## PROMPT
Pick up the article on Canadian residential construction investment after its last sentence and continue writing it.

## BEGIN SOURCE DOCUMENT

Residential construction investment totalled $20.8 billion in the second quarter, up 8.5 per cent from the $19.2 billion invested in the second quarter of 2005, according to Statistics Canada. 

The Canadian government agency said this substantial growth was due to increases in all three components of residential construction — new homes, renovations and acquisition costs.

Within Manitoba, residential construction investment for the first quarter this year was up 10.7 per cent when compared to the second quarter of 2006. The total spent on residential construction during the second quarter this year was $455.1 million.

Since the start of 2006, Canadian residential construction investment has totalled $37.7 billion, up 9.2 per cent compared with the same period of 2005.

Statistics Canada cited mortgage rates that remained relatively advantageous, high employment and a robust housing market in Western Canada as factors that stimulated housing demand. 

Earlier this week, the charter banks announced they are lowering their long-term mortgage rates by up to 0.10 per cent. The RBC Royal Bank announced its rate for three-year mortgage is now 6.5 per cent and 6.75 per cent for a five-year mortgage.

Rising prices for new homes also contributed to the increase in the level of residential construction investment, according to Statistics Canada.

Expenditures on new home construction totalled $10.4 billion in the second quarter, up 9.8 per cent from the same quarter of 2005, reported Statistics Canada. The largest contribution to this growth (in dollars) came from increased spending on the construction of new single-family homes (up 8.9 per cent to $6.5 billion). Investment in new apartment/condominium construction also rose substantially (up 14.3 per cent to $2.3 billion).

## END SOURCE DOCUMENT
## BEGIN DATA BLOCK

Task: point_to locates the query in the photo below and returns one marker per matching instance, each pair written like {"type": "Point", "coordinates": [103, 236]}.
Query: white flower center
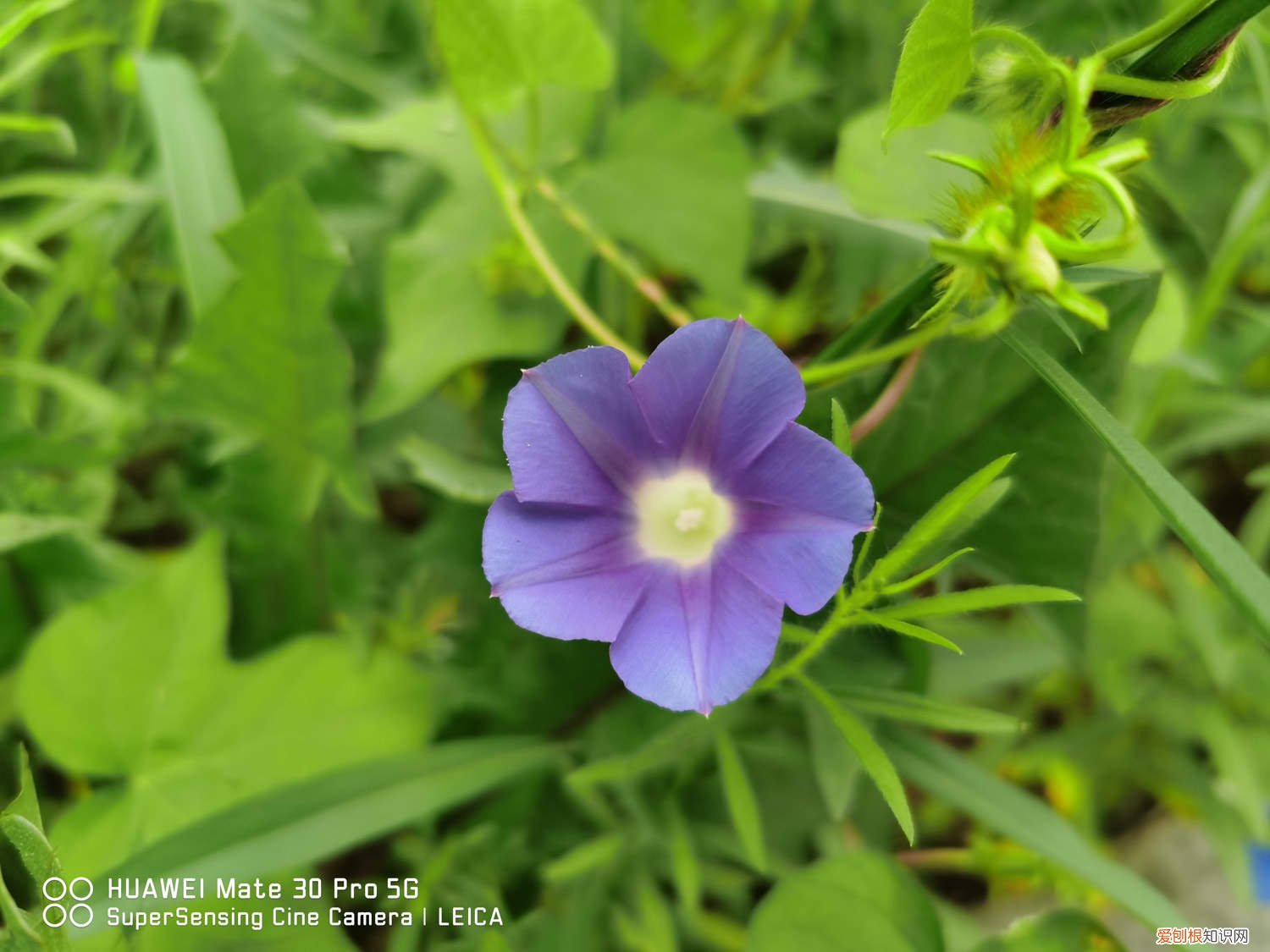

## END DATA BLOCK

## RESPONSE TO THE TASK
According to Statistics Canada, spending on renovations to existing dwellings totalled $8.6 billion in the second quarter, up 8.1 per cent from the same quarter in 2005. Acquisition costs rose 3.4 per cent to $1.8 billion.

Statistics Canada reported that Alberta and British Columbia stood out sharply from the other provinces. Compared to the second quarter of 2005, investment expenditures in Alberta climbed 35.9 per cent to more than $3.1 billion. This growth was driven by strong demand for new single-family housing (up 46.3 per cent to $1.6 billion). 

In British Columbia, the 22.5 per cent increase was due to increased spending on new single-family housing but also to increased investment in apartments and condominiums.

Excluding Alberta and B.C. from the national total, the increase in residential construction investment between the second quarters of 2005 and 2006 was only 1.5 per cent instead of 8.5 per cent.

The steepest decline occurred in Quebec, where investment fell 3.1 per cent.